/---
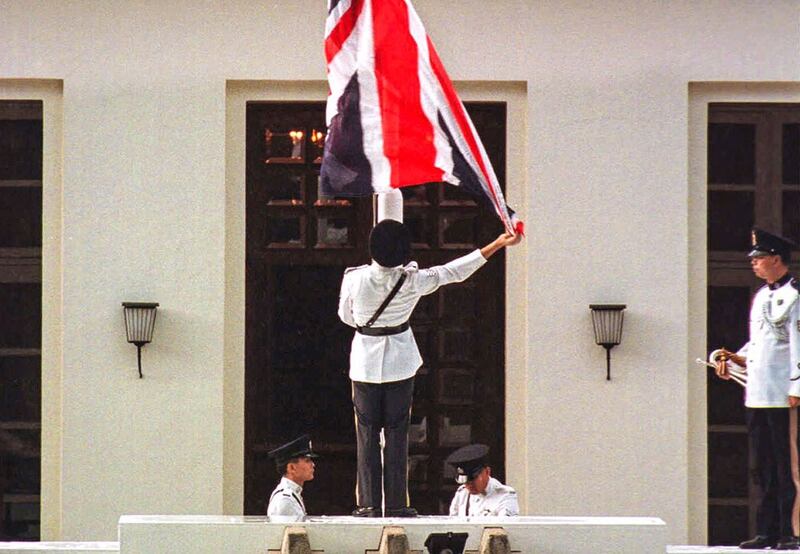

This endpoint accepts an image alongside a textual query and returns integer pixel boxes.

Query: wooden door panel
[707,104,800,544]
[245,102,508,516]
[0,101,42,540]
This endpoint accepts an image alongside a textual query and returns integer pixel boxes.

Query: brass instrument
[695,348,747,387]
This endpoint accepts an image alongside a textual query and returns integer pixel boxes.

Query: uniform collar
[280,476,303,494]
[370,260,402,274]
[481,477,497,496]
[768,273,792,290]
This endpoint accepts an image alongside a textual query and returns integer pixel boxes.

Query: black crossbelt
[357,272,407,335]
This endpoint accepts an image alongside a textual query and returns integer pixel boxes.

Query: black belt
[356,321,410,336]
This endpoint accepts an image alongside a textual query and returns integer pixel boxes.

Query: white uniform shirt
[338,249,487,383]
[448,477,519,517]
[267,477,306,521]
[736,278,800,407]
[786,279,800,398]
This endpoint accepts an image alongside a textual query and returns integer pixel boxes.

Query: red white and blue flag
[321,0,522,235]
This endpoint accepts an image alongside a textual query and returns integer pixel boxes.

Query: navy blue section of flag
[320,72,373,197]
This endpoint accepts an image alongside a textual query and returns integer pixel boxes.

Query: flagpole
[375,189,404,225]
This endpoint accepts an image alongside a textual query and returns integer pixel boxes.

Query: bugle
[696,348,747,388]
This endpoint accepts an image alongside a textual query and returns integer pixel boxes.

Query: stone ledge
[667,545,776,554]
[0,543,119,553]
[118,514,667,553]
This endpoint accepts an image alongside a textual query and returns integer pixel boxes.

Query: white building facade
[1,0,799,546]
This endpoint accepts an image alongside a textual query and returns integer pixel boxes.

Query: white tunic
[448,477,519,517]
[736,279,800,407]
[786,280,800,398]
[267,477,306,522]
[338,249,487,383]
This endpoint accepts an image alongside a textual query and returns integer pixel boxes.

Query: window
[0,100,43,541]
[707,104,800,545]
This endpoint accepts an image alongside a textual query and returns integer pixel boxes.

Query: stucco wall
[2,0,799,544]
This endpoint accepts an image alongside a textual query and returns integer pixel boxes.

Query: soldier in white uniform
[714,228,800,550]
[446,444,519,517]
[266,435,318,522]
[338,220,521,517]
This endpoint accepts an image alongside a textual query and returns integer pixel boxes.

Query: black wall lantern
[122,302,159,378]
[589,304,626,381]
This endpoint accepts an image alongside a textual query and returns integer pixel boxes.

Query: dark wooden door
[0,100,43,540]
[244,102,509,516]
[707,104,800,545]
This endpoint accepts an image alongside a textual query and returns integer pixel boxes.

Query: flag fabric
[321,0,522,235]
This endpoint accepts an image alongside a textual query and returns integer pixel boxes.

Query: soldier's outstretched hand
[498,232,522,247]
[480,232,523,259]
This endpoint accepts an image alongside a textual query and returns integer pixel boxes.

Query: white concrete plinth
[118,515,667,554]
[667,546,768,554]
[0,543,118,553]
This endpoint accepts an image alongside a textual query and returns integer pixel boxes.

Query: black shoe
[384,507,418,518]
[739,535,776,549]
[776,536,800,550]
[351,506,381,517]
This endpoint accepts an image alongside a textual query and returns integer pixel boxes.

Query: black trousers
[747,407,799,539]
[352,376,414,510]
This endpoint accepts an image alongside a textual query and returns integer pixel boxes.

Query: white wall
[2,0,799,544]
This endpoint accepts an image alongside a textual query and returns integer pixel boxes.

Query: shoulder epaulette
[495,483,516,494]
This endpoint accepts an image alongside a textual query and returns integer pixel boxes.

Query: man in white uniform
[338,220,521,517]
[446,443,519,517]
[714,228,800,550]
[266,435,318,521]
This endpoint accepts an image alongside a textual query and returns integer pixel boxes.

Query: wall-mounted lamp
[122,302,159,379]
[589,304,626,381]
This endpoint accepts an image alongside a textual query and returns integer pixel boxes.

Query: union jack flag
[321,0,522,235]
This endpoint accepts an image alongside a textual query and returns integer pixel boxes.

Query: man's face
[750,254,783,281]
[287,456,315,485]
[465,466,490,495]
\---
What is required →
Set the material down exactly, images excluded.

Exercise solution →
This endpoint accepts an image alongside a textual query and returns integer pixel boxes.

Query: wooden door panel
[707,104,800,544]
[245,102,508,516]
[0,101,42,540]
This endpoint accepts an image alongside a textual query and returns integer pixel boxes.

Query: brass instrument
[695,348,747,387]
This endpoint accepts an image alongside a textual query and returns integer pixel boxes.

Query: uniform collar
[280,476,303,494]
[370,260,402,274]
[481,477,497,496]
[768,273,792,290]
This endpoint accepts an image alongside a textual query and returns integer pixel boxes.

Query: black crossbelt
[357,272,407,335]
This endpoint accepts an image alongside a textual query and returns integer pixel boxes.

Query: black belt
[356,321,410,336]
This endpoint accepts an image alongside a textual query and returns integer pixel boxes.

Query: white uniform shirt
[338,249,487,383]
[448,477,519,517]
[267,477,306,521]
[736,278,800,407]
[786,279,800,398]
This endpoint accepts an image alongside a textual query and returns integer pixel boxes.

Query: red white and blue flag
[321,0,522,235]
This endpoint accepts an image alongside a textual query and returns integer pixel boxes.

Query: navy blue section of flag
[320,72,373,197]
This endpoint accepts an image alongside a textual query and returns integer pixel boxes.

Query: flagpole
[375,189,404,225]
This endpoint accepts an image alongside a textual query and returns integer pixel boxes.

Query: bugle
[696,348,747,388]
This endpoint accepts an image alongside a textual query and returns integer pixel boxes.

Query: stone ledge
[667,545,776,554]
[0,543,119,553]
[118,514,667,553]
This endpoint accepts an image alongside a textual query and returns integer pixel boxes.

Query: white building facade
[1,0,799,546]
This endpoint accepts an image alongside a textual query and returns integer pixel boxes.

Query: white tunic
[448,477,519,517]
[736,279,800,407]
[786,280,800,398]
[267,477,306,522]
[338,249,487,383]
This endpoint accepts an image alongside a textual query and returns integer pixel boxes.

Query: window
[0,100,43,541]
[707,104,800,545]
This endpoint accepts an image alongside a textual query and returns integer pixel boxes.

Query: stucco wall
[2,0,799,544]
This endpoint accepts an image alongside a textual query and returns integer pixel boxes.

Query: soldier in white uniform
[714,228,800,550]
[446,444,519,517]
[266,435,318,522]
[338,220,521,517]
This endpoint accepts an image alongside a textual query and returns integer pixel boxes.

Query: black wall lantern
[122,302,159,378]
[589,304,626,381]
This endpoint accepts an image alongside a textual query and returns integer pixel boxes.

Query: dark wooden door
[0,100,43,540]
[244,102,509,516]
[707,104,800,545]
This endpoint accepts an image alongside a textual query and returns integer pixel boxes.

Query: flag fabric
[321,0,522,235]
This endpoint accepts an image alongside a textual query and returns integer pixel boxes.

Query: soldier's outstretched hand
[498,232,522,247]
[480,232,523,259]
This endpoint accepts an image alongside a textual query and returns integer pixel boxes.

Query: white concrete plinth
[118,515,667,554]
[667,546,768,554]
[0,543,118,553]
This endpoint accepts an image alongside a textual query and returns integer pixel boxes.

Query: black shoe
[384,507,418,518]
[739,535,776,549]
[776,536,800,550]
[351,506,381,517]
This endpoint accepts an image alongside a textual query and returns integer pixel boxes.

Query: black trousers
[747,407,799,539]
[352,376,414,510]
This endpoint accepts an image alongside a textual query and returns integer pixel boxes.

Query: white wall
[2,0,799,544]
This endpoint accepts an image alongside a textual query and returns integer pixel boxes.

Query: shoulder epaulette
[495,483,516,494]
This endpoint accepts an image alongside a textual query and returns integer pixel boxes.

Query: man in white uniform
[338,220,521,517]
[446,443,519,517]
[714,228,800,550]
[266,435,318,521]
This endpoint accepts an image alongside a textual query and returns integer pixel boxes.

Query: wall-mounted lamp
[122,302,159,379]
[589,304,626,381]
This endpoint accepts an image alongside a textual query and returns integer pixel boxes.

Query: union jack flag
[321,0,522,235]
This endpoint accepts an image alongside a textual query and returns integer pixel boxes.

Query: man's face
[750,254,783,281]
[287,456,315,485]
[465,466,490,495]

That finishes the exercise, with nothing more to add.